## Data listing:
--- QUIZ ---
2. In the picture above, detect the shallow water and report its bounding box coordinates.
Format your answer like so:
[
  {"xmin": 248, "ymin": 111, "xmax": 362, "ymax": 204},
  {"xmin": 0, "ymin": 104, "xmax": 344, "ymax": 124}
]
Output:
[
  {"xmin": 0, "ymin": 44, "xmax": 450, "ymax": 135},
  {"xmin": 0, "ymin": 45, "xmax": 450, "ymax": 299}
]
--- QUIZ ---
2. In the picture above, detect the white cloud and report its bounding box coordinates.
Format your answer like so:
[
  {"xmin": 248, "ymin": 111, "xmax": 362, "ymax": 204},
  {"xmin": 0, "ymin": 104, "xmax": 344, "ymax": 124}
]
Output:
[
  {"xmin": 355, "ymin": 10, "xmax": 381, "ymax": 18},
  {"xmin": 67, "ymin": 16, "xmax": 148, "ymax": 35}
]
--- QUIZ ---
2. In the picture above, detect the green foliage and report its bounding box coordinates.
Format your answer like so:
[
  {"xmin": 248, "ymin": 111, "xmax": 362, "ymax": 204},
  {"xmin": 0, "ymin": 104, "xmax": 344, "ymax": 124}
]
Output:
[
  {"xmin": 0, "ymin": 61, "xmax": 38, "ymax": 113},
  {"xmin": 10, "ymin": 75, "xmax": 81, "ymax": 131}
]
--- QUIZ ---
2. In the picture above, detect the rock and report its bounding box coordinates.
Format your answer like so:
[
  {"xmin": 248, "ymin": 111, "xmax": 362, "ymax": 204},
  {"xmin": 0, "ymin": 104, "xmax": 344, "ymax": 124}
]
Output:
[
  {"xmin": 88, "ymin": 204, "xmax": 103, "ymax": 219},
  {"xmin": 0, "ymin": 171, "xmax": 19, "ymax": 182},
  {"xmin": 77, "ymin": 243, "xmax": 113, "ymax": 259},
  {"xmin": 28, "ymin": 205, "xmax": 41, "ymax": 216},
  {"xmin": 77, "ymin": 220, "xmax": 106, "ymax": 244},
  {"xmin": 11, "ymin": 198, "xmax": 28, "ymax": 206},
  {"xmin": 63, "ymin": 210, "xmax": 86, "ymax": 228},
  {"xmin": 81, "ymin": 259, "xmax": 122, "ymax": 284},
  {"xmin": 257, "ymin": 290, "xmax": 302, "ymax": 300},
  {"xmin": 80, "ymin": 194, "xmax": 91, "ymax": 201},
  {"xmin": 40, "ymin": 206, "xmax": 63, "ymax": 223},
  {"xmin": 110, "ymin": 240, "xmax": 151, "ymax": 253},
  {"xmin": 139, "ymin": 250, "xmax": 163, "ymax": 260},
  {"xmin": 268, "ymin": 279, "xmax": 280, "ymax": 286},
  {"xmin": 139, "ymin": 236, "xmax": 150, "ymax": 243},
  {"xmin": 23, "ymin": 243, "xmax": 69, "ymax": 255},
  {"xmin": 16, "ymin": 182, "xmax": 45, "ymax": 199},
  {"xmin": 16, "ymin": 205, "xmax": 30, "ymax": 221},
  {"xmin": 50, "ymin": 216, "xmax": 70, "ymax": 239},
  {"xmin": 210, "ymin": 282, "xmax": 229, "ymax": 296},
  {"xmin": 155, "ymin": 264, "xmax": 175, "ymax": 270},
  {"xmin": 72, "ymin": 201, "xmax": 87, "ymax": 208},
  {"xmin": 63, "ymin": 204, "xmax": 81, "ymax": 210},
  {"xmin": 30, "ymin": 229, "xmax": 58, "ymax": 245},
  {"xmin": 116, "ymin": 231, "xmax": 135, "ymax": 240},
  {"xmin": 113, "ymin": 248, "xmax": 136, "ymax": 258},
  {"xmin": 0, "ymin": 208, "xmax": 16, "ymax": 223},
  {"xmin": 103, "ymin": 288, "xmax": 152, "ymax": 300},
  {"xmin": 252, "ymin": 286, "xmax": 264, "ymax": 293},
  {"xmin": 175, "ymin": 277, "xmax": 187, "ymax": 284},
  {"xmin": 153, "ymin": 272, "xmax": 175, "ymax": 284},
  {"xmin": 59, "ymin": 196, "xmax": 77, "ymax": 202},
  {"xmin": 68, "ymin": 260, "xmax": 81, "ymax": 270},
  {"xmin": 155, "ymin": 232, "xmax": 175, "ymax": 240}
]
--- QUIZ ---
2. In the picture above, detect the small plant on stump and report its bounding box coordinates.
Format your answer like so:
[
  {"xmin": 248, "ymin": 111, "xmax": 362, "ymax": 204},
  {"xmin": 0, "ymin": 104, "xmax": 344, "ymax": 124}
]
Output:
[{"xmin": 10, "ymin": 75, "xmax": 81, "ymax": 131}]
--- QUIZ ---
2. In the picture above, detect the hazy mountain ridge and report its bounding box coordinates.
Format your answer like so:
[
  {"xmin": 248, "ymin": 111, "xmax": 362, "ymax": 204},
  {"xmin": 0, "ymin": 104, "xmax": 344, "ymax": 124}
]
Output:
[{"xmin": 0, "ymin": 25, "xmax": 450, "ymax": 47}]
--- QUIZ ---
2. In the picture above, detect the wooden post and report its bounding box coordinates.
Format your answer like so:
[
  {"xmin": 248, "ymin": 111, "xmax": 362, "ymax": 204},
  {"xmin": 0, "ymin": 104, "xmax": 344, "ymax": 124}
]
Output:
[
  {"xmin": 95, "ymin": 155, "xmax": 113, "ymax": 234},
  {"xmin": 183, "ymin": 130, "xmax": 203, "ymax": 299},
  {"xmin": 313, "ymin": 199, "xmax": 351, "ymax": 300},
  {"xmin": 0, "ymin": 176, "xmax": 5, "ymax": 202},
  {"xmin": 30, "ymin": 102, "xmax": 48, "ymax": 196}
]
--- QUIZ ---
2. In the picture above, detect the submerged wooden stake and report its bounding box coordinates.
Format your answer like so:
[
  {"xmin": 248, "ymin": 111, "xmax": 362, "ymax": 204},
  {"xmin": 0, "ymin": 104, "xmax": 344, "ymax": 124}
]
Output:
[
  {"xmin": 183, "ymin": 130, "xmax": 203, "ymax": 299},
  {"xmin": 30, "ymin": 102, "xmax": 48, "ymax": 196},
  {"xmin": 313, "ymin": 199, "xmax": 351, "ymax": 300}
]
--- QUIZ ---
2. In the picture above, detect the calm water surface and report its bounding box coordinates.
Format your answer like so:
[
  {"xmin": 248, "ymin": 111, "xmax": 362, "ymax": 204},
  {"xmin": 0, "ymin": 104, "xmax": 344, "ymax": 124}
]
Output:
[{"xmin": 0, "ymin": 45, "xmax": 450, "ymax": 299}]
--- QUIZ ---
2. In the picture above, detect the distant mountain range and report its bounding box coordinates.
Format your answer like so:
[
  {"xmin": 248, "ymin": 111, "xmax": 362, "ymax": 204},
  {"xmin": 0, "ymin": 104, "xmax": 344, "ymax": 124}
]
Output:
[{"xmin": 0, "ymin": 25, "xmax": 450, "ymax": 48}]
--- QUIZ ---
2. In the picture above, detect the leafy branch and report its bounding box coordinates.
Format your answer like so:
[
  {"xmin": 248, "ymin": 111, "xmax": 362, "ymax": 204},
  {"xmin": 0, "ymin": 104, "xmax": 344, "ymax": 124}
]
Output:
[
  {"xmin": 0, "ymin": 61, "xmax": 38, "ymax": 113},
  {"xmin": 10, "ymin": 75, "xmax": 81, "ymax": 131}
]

## Given exercise:
Pull out each line in the records that contains the word "mountain".

## Complete output:
2. In the picture above, detect the hazy mountain ridge and report its bounding box coordinates.
2. In the picture above, detect the distant mountain range and report its bounding box coordinates.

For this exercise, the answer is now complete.